*ИСХОДНЫЙ ТЕКСТ:*
────
Жизнь М. Н. Муравьева (1796–1866). Факты, гипотезы, мифы - [37]
До нас дошли несколько десятков писем, написанных в 1816–1818 годах членами артели Николаю Муравьеву после того, как тот покинул Петербург и отправился на Кавказ. Этой счастливой случайностью мы обязаны прежде всего самому Николаю Николаевичу, который всю жизнь хранил полученные им письма – всего более 8 тысяч штук, а также его внуку, сброшюровавшему их в несколько десятков томов и сдавшему эти тома на хранение в Исторический музей. В 1975 и 2008 годах часть этих писем была издана в двух томах под названием «Из эпистолярного наследия декабристов. Письма к Н. Н. Муравьеву-Карскому». Большая часть писем доступна исследователям в оригиналах.
────
*ЗАДАНИЕ:* Измените в исходном тексте отрывок от «Жизнь М. Н.» до «исследователям в оригиналах.», заменив «Кавказ» на «Урал», и приведите его заново.
────
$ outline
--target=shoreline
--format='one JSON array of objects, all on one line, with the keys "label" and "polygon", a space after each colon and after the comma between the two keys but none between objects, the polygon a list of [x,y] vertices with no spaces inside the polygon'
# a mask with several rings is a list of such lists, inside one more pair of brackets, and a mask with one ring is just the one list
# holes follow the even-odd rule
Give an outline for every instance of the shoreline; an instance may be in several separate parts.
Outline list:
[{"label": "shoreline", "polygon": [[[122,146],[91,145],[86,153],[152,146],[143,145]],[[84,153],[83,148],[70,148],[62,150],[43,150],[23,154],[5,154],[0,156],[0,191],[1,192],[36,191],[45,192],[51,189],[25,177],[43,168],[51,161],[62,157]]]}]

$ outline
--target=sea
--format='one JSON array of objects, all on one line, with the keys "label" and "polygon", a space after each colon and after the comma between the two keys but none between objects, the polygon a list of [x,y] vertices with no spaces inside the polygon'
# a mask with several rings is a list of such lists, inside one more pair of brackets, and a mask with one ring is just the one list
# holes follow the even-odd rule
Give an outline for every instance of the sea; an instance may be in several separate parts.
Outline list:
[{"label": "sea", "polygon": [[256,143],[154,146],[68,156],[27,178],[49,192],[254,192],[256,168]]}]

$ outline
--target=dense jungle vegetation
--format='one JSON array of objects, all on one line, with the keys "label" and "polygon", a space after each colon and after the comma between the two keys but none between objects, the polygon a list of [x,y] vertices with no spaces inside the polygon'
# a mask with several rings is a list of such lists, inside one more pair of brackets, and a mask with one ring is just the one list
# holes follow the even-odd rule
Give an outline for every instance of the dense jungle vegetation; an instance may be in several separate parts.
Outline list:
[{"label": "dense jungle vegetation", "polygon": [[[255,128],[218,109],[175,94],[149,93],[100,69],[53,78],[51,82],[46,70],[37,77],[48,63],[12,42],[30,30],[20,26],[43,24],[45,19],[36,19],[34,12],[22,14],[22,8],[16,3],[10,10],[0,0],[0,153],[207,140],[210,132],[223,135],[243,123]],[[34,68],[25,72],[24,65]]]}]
────
*ОТВЕТ:*
Жизнь М. Н. Муравьева (1796–1866). Факты, гипотезы, мифы - [37]
До нас дошли несколько десятков писем, написанных в 1816–1818 годах членами артели Николаю Муравьеву после того, как тот покинул Петербург и отправился на Урал. Этой счастливой случайностью мы обязаны прежде всего самому Николаю Николаевичу, который всю жизнь хранил полученные им письма – всего более 8 тысяч штук, а также его внуку, сброшюровавшему их в несколько десятков томов и сдавшему эти тома на хранение в Исторический музей. В 1975 и 2008 годах часть этих писем была издана в двух томах под названием «Из эпистолярного наследия декабристов. Письма к Н. Н. Муравьеву-Карскому». Большая часть писем доступна исследователям в оригиналах.